Also: am Donnerstag, den 11. Juli 2013, 20 Uhr im Divan ist der nächste PERGOLAPROTEST geplant. Es wird sicher wieder Lustiges und Sinnliches geben, und auch unterschiedliche Musik eine Rolle spielen. Wir laden gesondert per Mail und telefonisch ein. Alle, die sich unter dem Terrassendach des Divan wohlfühlen und merken, dass in der Stadtpolitik Einiges aus dem Ruder läuft, sollten sich den Termin schon mal in ihren Kalender eintragen. Vorher wird es unter der Pergola ein Kinderprogramm geben, da warten wir aber bis das Sommerwetter stabil ist.
Gerhard Schöne hat einmal gesungen: Alles muss klein beginnen.
Ein schöner Anfang ist gemacht.
Matthias HUTH
14. Juni 2013
Liebe Freunde des Divan,
Wir haben vielleicht zu lange gewartet und uns vertrösten lassen. Nun finden wir es aber endgültig an der Zeit, ein Zeichen gegen die Willkür und sinnlose Paragraphenreiterei der Weimarer Stadtspitze zu setzen. Der von ihr geforderte Abriss des Terrassendachs vor dem „Divan“ ist nur ein Beispiel für das Agieren des Oberbürgermeisters und seiner Gefolgsleute, die mit Tricksen, Täuschen, Beschwichtigen und gerichtlicher Macht eine Art Friedhofsruhe und ein getreuliches Abnicken aller Verwaltungsentscheidungen erreichen wollen.
Die gewählten Volksvertreter scheren sich offensichtlich nicht mehr um die Interessen ihrer Wähler, sonst wäre der Streit um die Pergola gar nicht entstanden. Da werden angebliche Kompromisse angeboten, Demonstrationen verhindert und letztlich offenbar private Machtinteressen durchgesetzt. Da wird eine angebliche Gefahr für Leib und Leben inszeniert, um eine Stimmung gegen einen ausländischen Mitbürger zu schüren, der sich mit seinem gastronomischen und persönlichen Einsatz in Weimar sehr verdient gemacht hat.
Wir unterstellen der Stadtspitze keine Ausländerfeindlichkeit, da sie ja mit den angestammten Weimarern genauso umgeht.
Deswegen eröffnen wir mit PERGOLAPROTEST einen Aktionsreigen, der beweisen soll, dass in dieser Stadt eine wehrhafte außerparlamentarische Demokratie möglich ist.
Jeder, der das Terrassendach des „Divans“ nicht entfernt wissen will, sollte sich deshalb am Donnerstag, den 20. Juni 2013 um 20 Uhr im „Divan“ einfinden. PERGOLAPROTEST wird viele Sinne ansprechen, die Lachmuskeln reizen, und vielleicht Gemeinschaftsgefühl und etwas Romantik vermitteln.
Lasst Euch einfach überraschen, und zeigt mal wieder, dass ihr Euch nicht alles gefallen lasst! Macht PERGOLAPROTEST bekannt, ladet Eure Freunde und Bekannten ein, holt Euch die Plakate vorher im „Divan“ ab, oder ladet sie herunter, druckt sie aus, und verteilt sie überall in Weimar.

### Einträge mit Verweisen auf beschriftete Objekte
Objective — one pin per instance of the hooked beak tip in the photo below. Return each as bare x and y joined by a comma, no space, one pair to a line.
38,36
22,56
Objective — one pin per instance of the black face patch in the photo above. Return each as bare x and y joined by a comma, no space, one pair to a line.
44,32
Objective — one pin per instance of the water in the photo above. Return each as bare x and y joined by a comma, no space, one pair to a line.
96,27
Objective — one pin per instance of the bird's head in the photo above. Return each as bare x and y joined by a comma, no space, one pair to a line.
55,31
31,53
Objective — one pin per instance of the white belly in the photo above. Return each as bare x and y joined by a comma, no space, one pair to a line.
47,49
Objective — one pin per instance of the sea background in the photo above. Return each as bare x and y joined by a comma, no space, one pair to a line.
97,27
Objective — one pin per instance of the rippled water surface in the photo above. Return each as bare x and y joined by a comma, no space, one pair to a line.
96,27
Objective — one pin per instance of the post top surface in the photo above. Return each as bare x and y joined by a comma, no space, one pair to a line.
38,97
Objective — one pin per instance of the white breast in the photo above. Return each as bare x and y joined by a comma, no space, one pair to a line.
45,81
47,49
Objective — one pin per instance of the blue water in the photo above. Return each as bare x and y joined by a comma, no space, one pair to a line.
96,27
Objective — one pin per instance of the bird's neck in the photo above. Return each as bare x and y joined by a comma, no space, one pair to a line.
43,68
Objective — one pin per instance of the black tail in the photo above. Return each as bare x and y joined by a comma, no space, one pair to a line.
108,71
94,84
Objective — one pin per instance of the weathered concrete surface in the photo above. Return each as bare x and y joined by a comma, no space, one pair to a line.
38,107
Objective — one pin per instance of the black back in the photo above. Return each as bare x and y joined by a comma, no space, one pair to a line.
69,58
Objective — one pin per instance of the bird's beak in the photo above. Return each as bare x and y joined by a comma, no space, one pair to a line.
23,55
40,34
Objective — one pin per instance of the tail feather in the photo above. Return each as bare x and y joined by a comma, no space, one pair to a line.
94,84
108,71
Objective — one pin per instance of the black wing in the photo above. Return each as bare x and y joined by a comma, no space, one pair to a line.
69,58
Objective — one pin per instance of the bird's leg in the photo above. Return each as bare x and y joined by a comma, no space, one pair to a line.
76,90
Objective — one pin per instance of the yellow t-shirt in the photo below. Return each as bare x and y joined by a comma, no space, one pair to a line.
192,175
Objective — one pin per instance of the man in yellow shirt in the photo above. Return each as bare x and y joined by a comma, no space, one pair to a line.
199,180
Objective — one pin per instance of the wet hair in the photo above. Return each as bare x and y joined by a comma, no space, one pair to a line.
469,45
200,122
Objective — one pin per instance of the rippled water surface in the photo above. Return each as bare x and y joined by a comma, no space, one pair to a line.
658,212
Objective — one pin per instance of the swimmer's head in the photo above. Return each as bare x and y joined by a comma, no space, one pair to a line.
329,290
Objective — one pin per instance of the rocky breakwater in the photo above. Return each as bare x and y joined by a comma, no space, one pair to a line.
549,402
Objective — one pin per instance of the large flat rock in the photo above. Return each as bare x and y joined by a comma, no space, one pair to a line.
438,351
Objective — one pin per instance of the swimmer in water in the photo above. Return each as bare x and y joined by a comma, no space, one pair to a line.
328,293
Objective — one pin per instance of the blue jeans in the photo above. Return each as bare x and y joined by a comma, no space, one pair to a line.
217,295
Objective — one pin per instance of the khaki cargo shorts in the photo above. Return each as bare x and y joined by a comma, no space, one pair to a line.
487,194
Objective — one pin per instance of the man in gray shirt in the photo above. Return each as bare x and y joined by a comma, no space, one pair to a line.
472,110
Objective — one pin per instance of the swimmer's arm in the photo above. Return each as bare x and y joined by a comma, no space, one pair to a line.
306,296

### ARBEITSAUFTRAG
Setzen Sie den Aufruf zum Pergolaprotest vor dem Weimarer „Divan“ im Anschluss an seinen letzten Satz fort.

### LÖSUNG
Lasst uns die Erfahrung des gemeinsamen Widerstands neu entdecken!
13. Juni 2013
Liebe Freunde des Divan,
Bei dem geforderten Abbau des Divan-Terrassendachs geht es eigentlich um eine Willkürentscheidung, die von der Stadt als amtlich notwendige Maßnahme verkauft wird.
Aber auch wir sind Bürger dieser Stadt, und wollen, diese Oase, diesen luftigen multikulturelle Treffpunkt in der Innenstadt erhalten.
Der Liedermacher Gerhard Schöne hat einmal gesungen: „Alles muss klein beginnen“.
In der Türkei waren es die Bäume, in Brasilien der Fussball, in Algerien die gestiegenen Lebensmittelpreise, in Tunesien ein Blumenhändler und in Stuttgart ein Verkehrsprojekt.
Jetzt werden sicher einige Journalisten und Leute mit verschränkten Armen sagen: Wollt ihr denn den Pergolaprotest damit vergleichen? Greift ihr da nicht ein wenig hoch?
Und wir antworten: wir sind zwar noch klein, aber Alles muss klein beginnen.
Lasst uns mit dem Pergolaprotest einen Anfang setzen.
Es geht nicht nur um die Pergola, sondern um Entwicklungen, die in dieser Stadt einfach falsch laufen.
In diesem Sinne: lasst uns klein beginnen.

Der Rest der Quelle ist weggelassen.